| DIRECTION A |
In the mailing-list thread below, back to which version does Andres Freund say the problem has been broken?

| DOCUMENT TEXT |

********************

I'm lacking words I dare to put in an email to describe how bad an idea it is
to call CancelDBBackends() from within a timeout function, particularly when
the function enabling the timeout also calls that function itself. Before
disabling timers.

I ...

Greetings,

Andres Freund

#5Andres Freund
andres@anarazel.de
In reply to: Andres Freund (#4)
Re: failures in t/031_recovery_conflict.pl on CI

Hi,

On 2022-04-09 16:10:02 -0700, Andres Freund wrote:

It's not that (although I still suspect it's a problem). It's a self-deadlock,
because StandbyTimeoutHandler(), which ResolveRecoveryConflictWithBufferPin()
*explicitly enables*, calls SendRecoveryConflictWithBufferPin(). Which does
CancelDBBackends(). Which ResolveRecoveryConflictWithBufferPin() also calls,
if the deadlock timeout is reached.

To make it easier to hit, I put a pg_usleep(10000) in CancelDBBackends(), and boom:

[... backtrace ... ]

it's reproducible on linux.

I'm lacking words I dare to put in an email to describe how bad an idea it is
to call CancelDBBackends() from within a timeout function, particularly when
the function enabling the timeout also calls that function itself. Before
disabling timers.

It's been broken in different ways all the way back to 9.0, from what I can
see, but I didn't check every single version.

Afaics the fix is to nuke the idea of doing anything substantial in the signal
handler from orbit, and instead just set a flag in the handler. Then check
whether the timeout happend after ProcWaitForSignal() and call
SendRecoveryConflictWithBufferPin().

Also worth noting that the disable_all_timeouts() calls appears to break
STARTUP_PROGRESS_TIMEOUT.

Greetings,

Andres Freund

#6Tom Lane
tgl@sss.pgh.pa.us
In reply to: Andres Freund (#5)
Re: failures in t/031_recovery_conflict.pl on CI

Andres Freund <andres@anarazel.de> writes:

It's been broken in different ways all the way back to 9.0, from what I can
see, but I didn't check every single version.

Afaics the fix is to nuke the idea of doing anything substantial in the signal
handler from orbit, and instead just set a flag in the handler.

+1. This is probably more feasible given the latch infrastructure
than it was when that code was first written.

regards, tom lane

#7Andres Freund
andres@anarazel.de
In reply to: Tom Lane (#6)
Re: failures in t/031_recovery_conflict.pl on CI

Hi,

On 2022-04-09 19:34:26 -0400, Tom Lane wrote:

Andres Freund <andres@anarazel.de> writes:

It's been broken in different ways all the way back to 9.0, from what I can
see, but I didn't check every single version.

********************

| RAW DATA |
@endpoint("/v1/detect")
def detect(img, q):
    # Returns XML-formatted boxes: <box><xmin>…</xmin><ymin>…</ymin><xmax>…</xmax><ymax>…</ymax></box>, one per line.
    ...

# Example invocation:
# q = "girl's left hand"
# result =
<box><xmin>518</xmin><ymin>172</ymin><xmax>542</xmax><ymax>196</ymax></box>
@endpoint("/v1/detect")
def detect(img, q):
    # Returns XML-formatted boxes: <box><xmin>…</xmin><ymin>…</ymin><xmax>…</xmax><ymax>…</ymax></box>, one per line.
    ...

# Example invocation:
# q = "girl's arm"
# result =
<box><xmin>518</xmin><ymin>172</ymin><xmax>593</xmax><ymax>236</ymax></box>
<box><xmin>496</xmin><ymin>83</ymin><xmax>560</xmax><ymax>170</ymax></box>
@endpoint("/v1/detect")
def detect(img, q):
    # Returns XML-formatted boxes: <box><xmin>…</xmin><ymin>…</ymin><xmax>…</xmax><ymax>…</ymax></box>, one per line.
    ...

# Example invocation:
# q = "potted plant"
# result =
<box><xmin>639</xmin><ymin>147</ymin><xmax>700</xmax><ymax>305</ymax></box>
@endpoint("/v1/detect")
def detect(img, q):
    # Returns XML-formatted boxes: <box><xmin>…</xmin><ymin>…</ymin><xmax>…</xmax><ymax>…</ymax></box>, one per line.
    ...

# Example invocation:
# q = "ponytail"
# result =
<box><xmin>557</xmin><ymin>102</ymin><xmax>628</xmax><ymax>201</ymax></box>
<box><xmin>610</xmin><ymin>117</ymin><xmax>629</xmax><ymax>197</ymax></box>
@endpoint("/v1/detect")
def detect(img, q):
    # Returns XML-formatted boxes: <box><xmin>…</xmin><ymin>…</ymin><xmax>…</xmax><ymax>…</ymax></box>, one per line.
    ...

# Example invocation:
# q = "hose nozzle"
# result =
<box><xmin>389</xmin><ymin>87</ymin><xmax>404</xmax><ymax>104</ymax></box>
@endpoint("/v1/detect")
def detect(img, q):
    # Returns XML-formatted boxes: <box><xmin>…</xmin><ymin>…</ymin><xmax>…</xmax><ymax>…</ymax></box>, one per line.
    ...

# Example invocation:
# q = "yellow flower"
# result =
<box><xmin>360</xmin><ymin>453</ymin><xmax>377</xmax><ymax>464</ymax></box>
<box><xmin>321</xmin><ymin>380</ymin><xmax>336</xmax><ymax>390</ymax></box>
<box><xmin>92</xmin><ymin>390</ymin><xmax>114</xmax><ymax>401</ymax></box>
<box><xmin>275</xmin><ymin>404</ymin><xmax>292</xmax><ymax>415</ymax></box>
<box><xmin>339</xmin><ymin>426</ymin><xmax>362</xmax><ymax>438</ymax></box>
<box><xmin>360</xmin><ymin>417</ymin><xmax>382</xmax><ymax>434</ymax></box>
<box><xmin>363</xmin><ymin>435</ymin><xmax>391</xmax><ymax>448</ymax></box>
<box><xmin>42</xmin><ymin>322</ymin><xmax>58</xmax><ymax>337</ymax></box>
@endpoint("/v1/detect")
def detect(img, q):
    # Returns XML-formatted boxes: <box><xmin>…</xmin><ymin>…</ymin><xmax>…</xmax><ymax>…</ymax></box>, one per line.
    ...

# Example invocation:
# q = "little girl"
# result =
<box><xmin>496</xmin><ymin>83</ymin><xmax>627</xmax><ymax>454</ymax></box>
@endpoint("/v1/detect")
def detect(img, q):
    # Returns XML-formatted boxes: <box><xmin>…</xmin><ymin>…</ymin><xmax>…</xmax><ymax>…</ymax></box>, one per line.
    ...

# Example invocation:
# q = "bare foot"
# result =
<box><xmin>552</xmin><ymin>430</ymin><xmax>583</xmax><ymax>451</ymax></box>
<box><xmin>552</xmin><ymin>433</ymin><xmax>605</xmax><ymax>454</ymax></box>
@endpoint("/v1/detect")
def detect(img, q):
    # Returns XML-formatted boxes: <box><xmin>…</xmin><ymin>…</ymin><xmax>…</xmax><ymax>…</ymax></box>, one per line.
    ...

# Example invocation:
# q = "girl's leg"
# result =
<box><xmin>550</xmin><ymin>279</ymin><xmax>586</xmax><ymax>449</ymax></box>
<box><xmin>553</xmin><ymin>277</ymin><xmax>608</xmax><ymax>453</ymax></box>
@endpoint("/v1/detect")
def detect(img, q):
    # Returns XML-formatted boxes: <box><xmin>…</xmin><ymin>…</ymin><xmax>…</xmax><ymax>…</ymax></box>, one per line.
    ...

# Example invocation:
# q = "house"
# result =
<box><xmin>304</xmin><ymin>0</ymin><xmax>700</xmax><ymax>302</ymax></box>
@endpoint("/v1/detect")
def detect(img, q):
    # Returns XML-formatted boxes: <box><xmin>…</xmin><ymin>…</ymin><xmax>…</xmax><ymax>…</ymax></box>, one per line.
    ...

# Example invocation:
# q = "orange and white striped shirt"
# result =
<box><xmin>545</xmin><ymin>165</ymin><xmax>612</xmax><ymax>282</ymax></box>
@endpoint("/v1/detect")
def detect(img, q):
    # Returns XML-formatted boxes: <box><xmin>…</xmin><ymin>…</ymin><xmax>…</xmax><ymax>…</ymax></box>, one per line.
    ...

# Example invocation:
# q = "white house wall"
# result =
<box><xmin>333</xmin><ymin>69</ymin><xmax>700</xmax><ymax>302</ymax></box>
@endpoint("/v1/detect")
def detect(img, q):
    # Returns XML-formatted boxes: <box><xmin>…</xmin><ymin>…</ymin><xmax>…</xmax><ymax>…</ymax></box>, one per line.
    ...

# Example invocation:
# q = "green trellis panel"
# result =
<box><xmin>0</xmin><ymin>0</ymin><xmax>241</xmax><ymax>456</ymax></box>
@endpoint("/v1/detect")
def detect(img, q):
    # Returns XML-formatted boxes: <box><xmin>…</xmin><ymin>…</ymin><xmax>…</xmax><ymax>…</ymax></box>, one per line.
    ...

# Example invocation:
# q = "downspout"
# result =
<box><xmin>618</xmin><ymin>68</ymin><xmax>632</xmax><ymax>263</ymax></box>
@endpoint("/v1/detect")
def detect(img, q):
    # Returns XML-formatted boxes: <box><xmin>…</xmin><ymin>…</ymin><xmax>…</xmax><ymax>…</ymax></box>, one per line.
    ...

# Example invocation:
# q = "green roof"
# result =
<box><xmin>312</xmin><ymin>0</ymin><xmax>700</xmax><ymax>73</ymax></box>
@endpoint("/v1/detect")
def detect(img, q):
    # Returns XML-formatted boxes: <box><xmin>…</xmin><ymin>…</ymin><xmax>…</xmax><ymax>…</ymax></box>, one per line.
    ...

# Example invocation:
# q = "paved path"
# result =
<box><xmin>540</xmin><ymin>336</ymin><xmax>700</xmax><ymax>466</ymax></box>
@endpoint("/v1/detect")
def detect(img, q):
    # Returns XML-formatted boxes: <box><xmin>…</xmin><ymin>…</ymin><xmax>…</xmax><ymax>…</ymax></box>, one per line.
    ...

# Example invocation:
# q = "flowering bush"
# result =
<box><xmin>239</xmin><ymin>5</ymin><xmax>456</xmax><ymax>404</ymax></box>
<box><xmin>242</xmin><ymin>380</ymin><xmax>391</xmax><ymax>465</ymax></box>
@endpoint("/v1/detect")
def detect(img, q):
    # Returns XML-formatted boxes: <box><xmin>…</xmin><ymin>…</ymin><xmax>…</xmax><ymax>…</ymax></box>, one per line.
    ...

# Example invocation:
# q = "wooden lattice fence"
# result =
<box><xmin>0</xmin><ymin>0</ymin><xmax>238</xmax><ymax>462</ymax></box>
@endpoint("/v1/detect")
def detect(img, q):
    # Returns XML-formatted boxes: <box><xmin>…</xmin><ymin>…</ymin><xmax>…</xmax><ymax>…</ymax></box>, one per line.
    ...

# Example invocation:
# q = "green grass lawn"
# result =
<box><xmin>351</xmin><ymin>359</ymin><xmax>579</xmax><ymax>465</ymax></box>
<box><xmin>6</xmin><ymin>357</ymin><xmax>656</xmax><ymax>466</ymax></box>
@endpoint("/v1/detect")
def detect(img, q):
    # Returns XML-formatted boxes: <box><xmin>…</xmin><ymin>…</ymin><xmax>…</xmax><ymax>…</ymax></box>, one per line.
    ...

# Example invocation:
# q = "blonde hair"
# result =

********************

| DIRECTION B |
State how many lines of the records contain the word "white", treating case as significant. Give only the number.

| RESPONSE A |
9.0

| RESPONSE B |
2